- [AIM] Count the lines in the entries below that contain the string "light". Reply with only that number.

Contour labeling entries:
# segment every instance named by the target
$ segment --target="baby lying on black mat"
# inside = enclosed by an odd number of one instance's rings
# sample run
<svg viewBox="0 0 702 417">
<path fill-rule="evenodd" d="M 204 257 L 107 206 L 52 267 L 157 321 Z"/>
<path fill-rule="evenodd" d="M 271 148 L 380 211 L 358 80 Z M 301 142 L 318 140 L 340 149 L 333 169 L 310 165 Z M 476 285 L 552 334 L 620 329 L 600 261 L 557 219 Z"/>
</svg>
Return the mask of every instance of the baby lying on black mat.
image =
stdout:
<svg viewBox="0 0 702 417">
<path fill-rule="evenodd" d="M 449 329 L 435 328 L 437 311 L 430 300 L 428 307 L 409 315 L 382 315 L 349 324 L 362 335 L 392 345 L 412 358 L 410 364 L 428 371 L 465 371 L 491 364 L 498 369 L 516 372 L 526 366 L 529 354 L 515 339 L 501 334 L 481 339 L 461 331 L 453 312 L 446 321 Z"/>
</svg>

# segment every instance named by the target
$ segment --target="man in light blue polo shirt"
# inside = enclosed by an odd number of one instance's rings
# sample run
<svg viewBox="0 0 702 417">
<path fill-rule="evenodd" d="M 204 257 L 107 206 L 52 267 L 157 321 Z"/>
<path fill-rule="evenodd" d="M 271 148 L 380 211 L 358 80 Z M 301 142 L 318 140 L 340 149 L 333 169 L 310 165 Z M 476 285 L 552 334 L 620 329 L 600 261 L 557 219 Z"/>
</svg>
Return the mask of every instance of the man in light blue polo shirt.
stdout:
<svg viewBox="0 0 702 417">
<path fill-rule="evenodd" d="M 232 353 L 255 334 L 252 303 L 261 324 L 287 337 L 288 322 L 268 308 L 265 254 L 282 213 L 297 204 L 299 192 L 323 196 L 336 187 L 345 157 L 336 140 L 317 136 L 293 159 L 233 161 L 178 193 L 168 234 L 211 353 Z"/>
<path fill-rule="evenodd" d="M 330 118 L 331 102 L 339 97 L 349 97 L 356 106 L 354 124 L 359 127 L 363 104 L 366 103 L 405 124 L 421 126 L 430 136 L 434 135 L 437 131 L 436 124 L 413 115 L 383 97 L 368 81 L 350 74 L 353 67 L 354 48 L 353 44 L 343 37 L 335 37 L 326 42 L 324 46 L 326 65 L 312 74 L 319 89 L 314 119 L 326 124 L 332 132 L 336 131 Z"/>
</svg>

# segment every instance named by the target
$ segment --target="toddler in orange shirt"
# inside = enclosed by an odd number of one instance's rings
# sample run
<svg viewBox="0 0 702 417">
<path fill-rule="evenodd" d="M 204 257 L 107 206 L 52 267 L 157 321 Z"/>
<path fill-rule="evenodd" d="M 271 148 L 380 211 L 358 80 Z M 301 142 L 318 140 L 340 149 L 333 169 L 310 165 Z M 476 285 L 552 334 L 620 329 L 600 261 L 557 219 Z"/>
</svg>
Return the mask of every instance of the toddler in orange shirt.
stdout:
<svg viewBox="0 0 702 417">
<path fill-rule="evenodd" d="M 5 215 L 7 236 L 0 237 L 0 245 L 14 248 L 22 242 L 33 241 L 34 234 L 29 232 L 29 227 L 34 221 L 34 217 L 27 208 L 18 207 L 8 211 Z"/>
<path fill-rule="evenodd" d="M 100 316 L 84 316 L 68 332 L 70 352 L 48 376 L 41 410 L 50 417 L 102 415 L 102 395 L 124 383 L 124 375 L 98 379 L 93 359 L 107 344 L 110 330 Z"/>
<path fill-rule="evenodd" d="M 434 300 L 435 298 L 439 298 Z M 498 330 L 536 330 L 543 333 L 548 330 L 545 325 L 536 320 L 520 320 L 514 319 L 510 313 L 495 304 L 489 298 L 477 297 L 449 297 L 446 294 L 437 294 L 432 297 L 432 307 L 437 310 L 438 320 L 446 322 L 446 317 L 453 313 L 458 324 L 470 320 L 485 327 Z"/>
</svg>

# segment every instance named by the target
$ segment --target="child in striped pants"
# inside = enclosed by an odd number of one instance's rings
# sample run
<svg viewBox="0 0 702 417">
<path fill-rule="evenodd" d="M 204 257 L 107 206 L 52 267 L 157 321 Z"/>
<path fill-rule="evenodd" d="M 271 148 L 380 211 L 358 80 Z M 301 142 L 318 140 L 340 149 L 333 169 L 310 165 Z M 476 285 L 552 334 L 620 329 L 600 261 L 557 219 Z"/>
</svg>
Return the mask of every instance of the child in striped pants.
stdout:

- [FULL RESPONSE] 2